## Problem to solve
Repeat the lines from the one containing "Annotation task — mark the dirt" through the final line, swapping "concrete walkway" for "paved path" and leaving everything else as it is.

## Data records
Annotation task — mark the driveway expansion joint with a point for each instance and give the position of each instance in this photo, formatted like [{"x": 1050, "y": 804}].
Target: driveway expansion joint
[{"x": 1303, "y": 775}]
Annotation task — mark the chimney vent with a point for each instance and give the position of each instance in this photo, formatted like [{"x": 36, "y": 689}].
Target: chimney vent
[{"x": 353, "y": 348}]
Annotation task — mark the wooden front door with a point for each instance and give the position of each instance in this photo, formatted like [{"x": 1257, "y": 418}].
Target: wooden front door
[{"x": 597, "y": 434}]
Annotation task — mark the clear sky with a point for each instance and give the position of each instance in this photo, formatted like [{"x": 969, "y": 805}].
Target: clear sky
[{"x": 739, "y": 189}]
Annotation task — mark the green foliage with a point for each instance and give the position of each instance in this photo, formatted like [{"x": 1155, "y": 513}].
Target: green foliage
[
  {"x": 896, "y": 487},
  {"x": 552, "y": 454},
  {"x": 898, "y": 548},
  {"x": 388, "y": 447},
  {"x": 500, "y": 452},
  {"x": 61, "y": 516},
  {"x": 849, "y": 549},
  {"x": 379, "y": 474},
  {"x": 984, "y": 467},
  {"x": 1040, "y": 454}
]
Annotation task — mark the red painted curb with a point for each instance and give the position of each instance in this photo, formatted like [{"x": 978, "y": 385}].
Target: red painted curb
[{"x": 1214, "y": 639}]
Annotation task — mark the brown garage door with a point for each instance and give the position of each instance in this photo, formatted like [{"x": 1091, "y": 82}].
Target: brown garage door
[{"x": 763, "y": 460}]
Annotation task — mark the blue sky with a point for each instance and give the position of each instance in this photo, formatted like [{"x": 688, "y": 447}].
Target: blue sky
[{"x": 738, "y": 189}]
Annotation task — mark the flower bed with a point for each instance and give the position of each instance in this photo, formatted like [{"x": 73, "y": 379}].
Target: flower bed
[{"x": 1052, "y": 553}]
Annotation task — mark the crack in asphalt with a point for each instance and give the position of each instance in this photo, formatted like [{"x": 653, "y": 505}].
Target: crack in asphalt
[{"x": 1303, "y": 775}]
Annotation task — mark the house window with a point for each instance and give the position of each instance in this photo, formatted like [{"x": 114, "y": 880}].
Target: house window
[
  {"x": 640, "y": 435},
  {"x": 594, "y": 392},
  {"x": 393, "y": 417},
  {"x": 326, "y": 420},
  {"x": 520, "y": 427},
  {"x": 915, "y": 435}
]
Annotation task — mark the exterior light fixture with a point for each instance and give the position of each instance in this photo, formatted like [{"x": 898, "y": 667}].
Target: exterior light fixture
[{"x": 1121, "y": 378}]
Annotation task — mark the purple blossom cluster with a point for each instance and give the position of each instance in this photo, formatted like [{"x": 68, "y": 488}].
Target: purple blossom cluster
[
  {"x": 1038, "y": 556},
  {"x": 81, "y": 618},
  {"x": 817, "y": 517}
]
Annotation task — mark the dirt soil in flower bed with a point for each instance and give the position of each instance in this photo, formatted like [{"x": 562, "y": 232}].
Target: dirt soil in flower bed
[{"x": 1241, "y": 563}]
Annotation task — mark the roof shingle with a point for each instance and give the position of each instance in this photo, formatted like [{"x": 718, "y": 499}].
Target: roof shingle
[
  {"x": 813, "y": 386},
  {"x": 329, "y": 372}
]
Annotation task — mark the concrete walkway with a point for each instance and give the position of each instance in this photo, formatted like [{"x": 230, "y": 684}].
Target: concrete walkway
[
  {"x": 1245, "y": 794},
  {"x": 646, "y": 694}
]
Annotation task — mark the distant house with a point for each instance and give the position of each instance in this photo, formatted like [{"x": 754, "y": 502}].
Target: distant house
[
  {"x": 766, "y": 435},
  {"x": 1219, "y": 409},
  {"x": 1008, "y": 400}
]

## Output for this exercise
Annotation task — mark the dirt soil in flower bed with a point for each instance and give the position of each instance in this photo, formatted like [{"x": 562, "y": 232}].
Target: dirt soil in flower bed
[{"x": 1241, "y": 563}]
Annotation task — mark the roof shingle with a point for each instance and give the position of each instance in this photo, formatted like [{"x": 718, "y": 499}].
Target: roof shingle
[
  {"x": 813, "y": 386},
  {"x": 329, "y": 372}
]
Annotation task — mark the paved path with a point for each instance and give the position of each instance in this photo, formatted like [{"x": 230, "y": 684}].
Target: paved path
[
  {"x": 1245, "y": 794},
  {"x": 646, "y": 694}
]
Annotation task — mark the distant house with a point for each instance and give the position of each instance in this photo, formatted like [{"x": 754, "y": 502}].
Target: distant house
[
  {"x": 766, "y": 435},
  {"x": 1219, "y": 409},
  {"x": 1008, "y": 400}
]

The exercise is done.